Exercise aim>
Without any images, output the records below verbatim.

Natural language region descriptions
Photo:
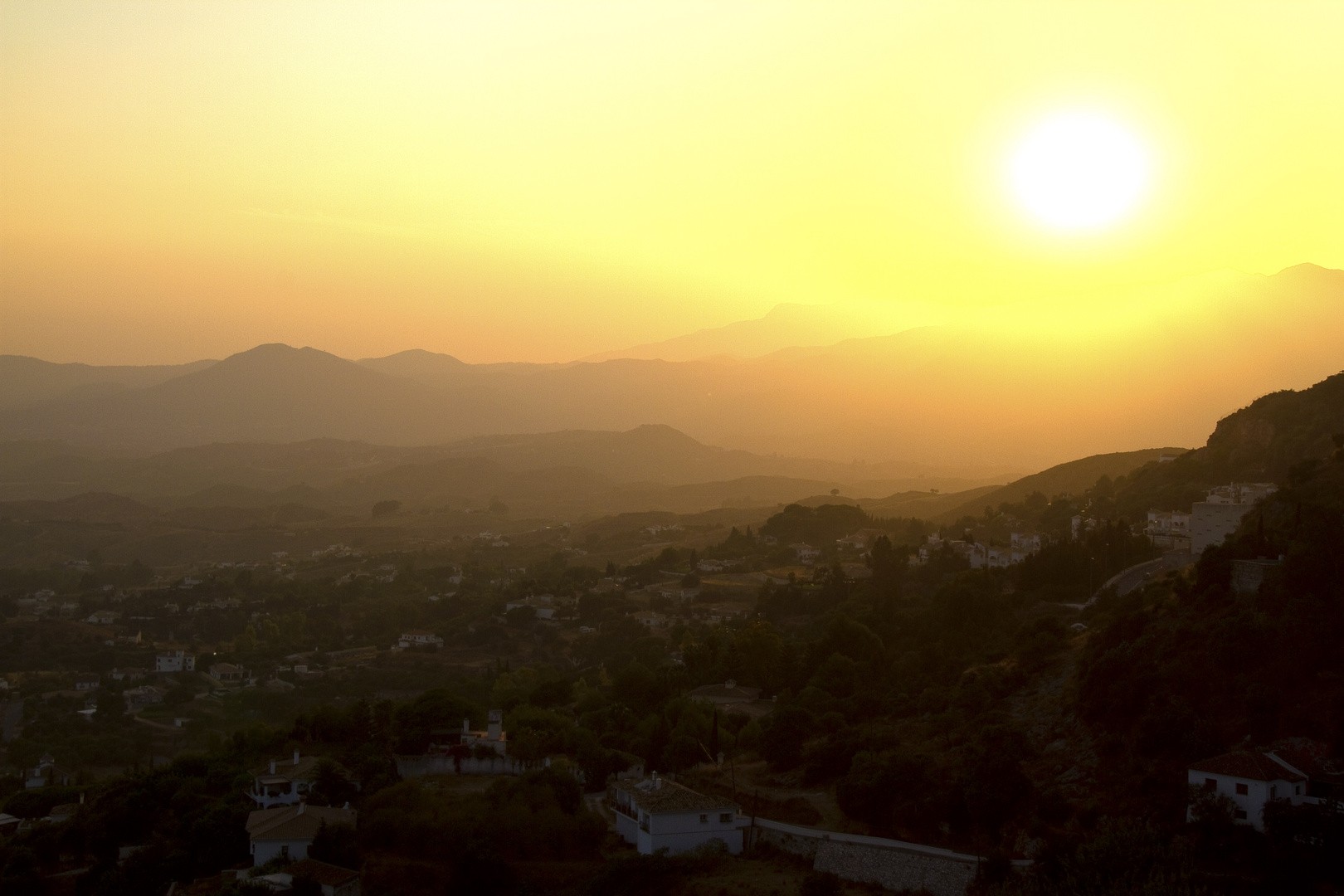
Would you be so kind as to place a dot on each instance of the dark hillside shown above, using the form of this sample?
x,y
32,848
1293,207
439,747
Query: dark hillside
x,y
1073,477
1259,444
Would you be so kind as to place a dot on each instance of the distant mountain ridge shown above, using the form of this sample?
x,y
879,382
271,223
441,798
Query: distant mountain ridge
x,y
1004,392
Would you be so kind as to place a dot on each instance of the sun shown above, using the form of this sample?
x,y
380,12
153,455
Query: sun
x,y
1079,171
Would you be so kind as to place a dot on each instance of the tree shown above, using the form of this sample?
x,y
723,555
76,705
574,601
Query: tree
x,y
335,845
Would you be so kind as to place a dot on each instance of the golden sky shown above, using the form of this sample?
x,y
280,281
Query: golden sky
x,y
546,180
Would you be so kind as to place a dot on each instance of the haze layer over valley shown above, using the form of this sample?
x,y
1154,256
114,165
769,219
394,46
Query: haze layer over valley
x,y
980,398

Result of the exercise>
Photo:
Would you be so kind as to place a dot on each instance of the dark hillside shown above, using the form of this sample?
x,y
32,848
1293,207
439,747
Query: dark hillside
x,y
1073,477
1259,444
Would you be so kind as to place a dot on each instance of the distant mountain ridge shown above, using the form of this sample?
x,y
879,382
271,223
441,798
Query: distant mountain ridge
x,y
1004,392
Would you be so kind as to place a dot on each instance of the sun shown above, using the form of this sample?
x,y
380,12
153,455
Query: sun
x,y
1079,171
Would you be so kind as to place a dot on each instance of the tree shown above, using the form of this sample?
x,y
723,555
76,705
574,601
Query: tree
x,y
335,845
Would you be so kind as to place a dot on each instance of the golden sky shown above, using the form of this sample?
x,y
280,281
Query: golden sky
x,y
546,180
Would you be so kind as to place a dot on each instance of the haze layer over valley shown above, using the form of this sample?
x,y
1154,256
114,165
769,219
394,46
Query: haze layer over valley
x,y
980,398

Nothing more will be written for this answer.